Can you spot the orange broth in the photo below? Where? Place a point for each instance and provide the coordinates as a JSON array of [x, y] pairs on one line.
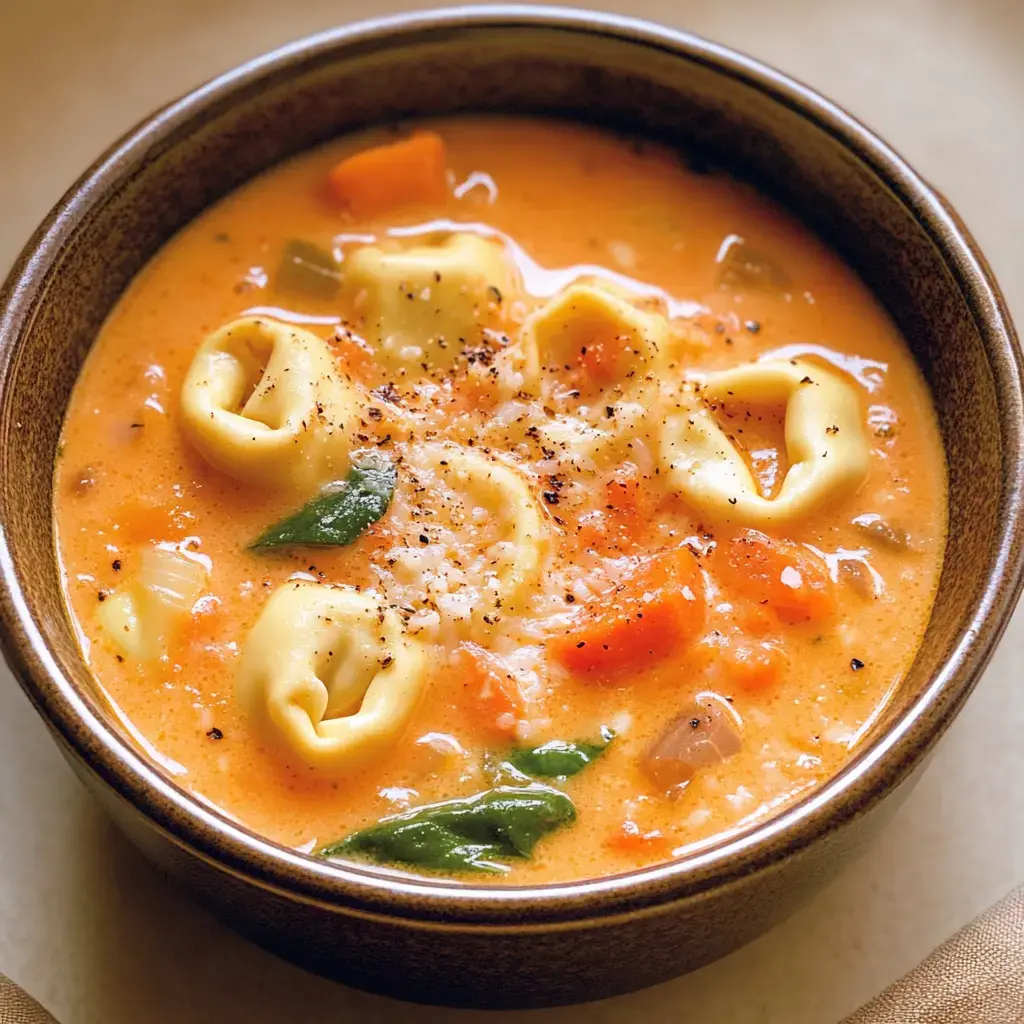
[[566, 196]]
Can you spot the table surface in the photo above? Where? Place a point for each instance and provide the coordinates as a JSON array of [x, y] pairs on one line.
[[98, 935]]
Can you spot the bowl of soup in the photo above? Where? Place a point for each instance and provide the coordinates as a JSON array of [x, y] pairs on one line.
[[499, 502]]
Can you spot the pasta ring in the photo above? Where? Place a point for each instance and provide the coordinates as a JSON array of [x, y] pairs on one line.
[[562, 331], [263, 402], [824, 439], [331, 671]]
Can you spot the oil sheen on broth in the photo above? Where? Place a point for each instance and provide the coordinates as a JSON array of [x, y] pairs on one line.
[[502, 462]]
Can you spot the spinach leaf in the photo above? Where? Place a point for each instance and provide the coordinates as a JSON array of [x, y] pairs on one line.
[[559, 759], [465, 835], [340, 513], [308, 269]]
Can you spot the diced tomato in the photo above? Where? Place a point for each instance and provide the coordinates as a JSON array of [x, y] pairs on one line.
[[656, 608], [631, 839], [401, 173], [754, 666], [148, 519], [356, 361], [494, 696], [620, 525], [779, 574]]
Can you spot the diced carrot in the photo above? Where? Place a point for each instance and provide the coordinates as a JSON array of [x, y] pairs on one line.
[[148, 519], [494, 694], [754, 666], [778, 573], [655, 609], [631, 839], [620, 524], [355, 360], [593, 530], [401, 173]]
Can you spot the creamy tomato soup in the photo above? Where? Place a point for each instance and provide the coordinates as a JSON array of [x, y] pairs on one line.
[[499, 498]]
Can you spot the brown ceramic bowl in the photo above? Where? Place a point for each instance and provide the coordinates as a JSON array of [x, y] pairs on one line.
[[473, 944]]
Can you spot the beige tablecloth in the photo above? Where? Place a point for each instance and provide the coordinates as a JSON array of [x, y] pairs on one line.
[[977, 977], [17, 1008]]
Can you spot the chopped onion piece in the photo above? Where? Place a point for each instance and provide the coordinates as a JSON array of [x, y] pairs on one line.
[[700, 736]]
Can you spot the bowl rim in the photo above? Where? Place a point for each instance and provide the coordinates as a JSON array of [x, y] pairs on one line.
[[373, 892]]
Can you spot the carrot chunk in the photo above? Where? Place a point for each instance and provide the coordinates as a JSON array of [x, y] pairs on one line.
[[494, 695], [401, 173], [632, 840], [755, 666], [779, 574], [655, 609]]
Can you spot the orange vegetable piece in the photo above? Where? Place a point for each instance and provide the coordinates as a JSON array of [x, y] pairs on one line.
[[494, 694], [631, 839], [620, 524], [780, 574], [355, 360], [395, 174], [148, 519], [755, 666], [655, 609]]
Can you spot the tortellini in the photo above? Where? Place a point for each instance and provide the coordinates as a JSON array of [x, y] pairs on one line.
[[824, 439], [513, 563], [332, 673], [427, 305], [595, 329], [143, 616], [264, 402]]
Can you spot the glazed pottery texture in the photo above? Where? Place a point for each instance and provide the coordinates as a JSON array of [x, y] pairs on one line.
[[439, 940]]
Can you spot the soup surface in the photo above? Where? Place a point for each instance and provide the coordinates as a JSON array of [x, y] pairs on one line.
[[628, 504]]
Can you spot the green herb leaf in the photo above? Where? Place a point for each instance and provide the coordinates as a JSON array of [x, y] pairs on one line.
[[308, 269], [559, 759], [466, 835], [341, 512]]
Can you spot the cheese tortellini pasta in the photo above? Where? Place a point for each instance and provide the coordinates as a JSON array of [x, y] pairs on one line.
◇ ◇ ◇ ◇ ◇ ◇ ◇
Problem details: Repeat the records above exactly, leaving out the pictures.

Answer for the task:
Can you spot the orange broth in the photo below? Where? Place a point for each instance and provide the coordinates as a JSON array of [x, y] pairs on one line.
[[566, 196]]
Can you spot the table surface in the photo above? Where? Place a point for each instance and provide the coordinates as a JSON array of [x, y] pairs on one line.
[[98, 935]]
Can you spot the bowl of soup in the photo above? Where? Place a point for each instance and provide the coordinates as a JSON array of [x, y] pairs on one line.
[[499, 502]]
Can you spot the pasta ring in the photo above? Where? Place a point for each instance and provide the coordinates as a JSON array of [x, y] pairs on one line.
[[562, 331], [263, 402], [824, 439], [331, 671]]
Can you spot the oil sheen on broth in the photo above? Where? Place a point for each instance and provide the coordinates as a JSON array of [x, y] pairs on one line.
[[502, 462]]
Can you spot the spinach leaf in the photo above? Where? Place a point for each instance and provide the coordinates as a JSON array of [x, y] pairs on one line.
[[559, 759], [465, 835], [340, 513], [308, 269]]
Can you spot the diced tomato in the photo above? Where? Place a point for each instance and provide the coordinates as a JSON array of [x, y] pairs on one line.
[[656, 608], [631, 839], [401, 173], [754, 666], [148, 519], [356, 361], [494, 696], [620, 525], [779, 574]]
Can you spot the diced carrot in the photo above? Where? Place a point for each instance and provide the coordinates as a JSON array of [x, y] pairs on one line.
[[148, 519], [494, 694], [754, 666], [778, 573], [655, 609], [631, 839], [620, 524], [355, 360], [593, 530], [401, 173]]
Can you spot the creamy tomato soup in the photo above? Where? Place a point for each instance and provide the coordinates as a JSON array of [x, y] pairs on one line.
[[499, 498]]
Can you spot the brown ceramic bowl in the photo above? Where? Place a point for each instance and provide the coordinates as a JSON array of [x, y] pairs on one line.
[[473, 944]]
Can you spot the beige tablecloth in the photo above? Where? Place a point for each instance and provide the coordinates as a JSON array of [x, y] pairs on one line.
[[977, 977], [17, 1008]]
Can you spot the chopped onion piece in the photo above? Where? Place a point for each instance and provide the coordinates as a JSON array of [x, y] pairs on one line.
[[700, 736]]
Can you spot the bowl rim in the photo above? Where? Place a point for each instance and provide the coordinates as a JSON array of [x, y] pairs on one line.
[[373, 892]]
Can you spot the carrot chunk in the photo above? Where? Place a point for each instance and provide the coordinates as a JSON array of [x, y] pairs on one line.
[[494, 695], [401, 173], [632, 840], [755, 666], [779, 574], [655, 609]]
Can you spot the orange vegetable piece in the photo above? Where? Place a point for each instance and provide the coordinates as a JSON array of [x, y] pairs on one line.
[[494, 694], [631, 839], [620, 524], [780, 574], [355, 360], [395, 174], [148, 519], [755, 666], [655, 609]]
Can you spot the tortellini in the photo above? Where? Place a point for each instance and provide the coordinates as a JSON array of [x, y] pairs on one line.
[[824, 439], [513, 563], [332, 673], [427, 305], [595, 329], [143, 616], [264, 402]]
Can you spot the glazed pottery texture in the photo above? Where? Place a point for each instance and provide the coordinates as a JSON array of [x, y] pairs on one line.
[[439, 940]]
Can you spot the soup surface in the photo above? Where? Place a point for each instance and provide the coordinates as a JSON array of [x, y] pairs on one line.
[[628, 504]]
Can you spot the green herb leaf in the photo above? Where? Place a point for each instance and provide the coordinates as a JSON array of [x, y] pairs on one line.
[[308, 269], [559, 759], [466, 835], [341, 512]]
Can you spot the cheese tortellini pasta in the photo above? Where? Place a point for each instance and provide the coordinates as a JSON array of [x, y] pairs on one line.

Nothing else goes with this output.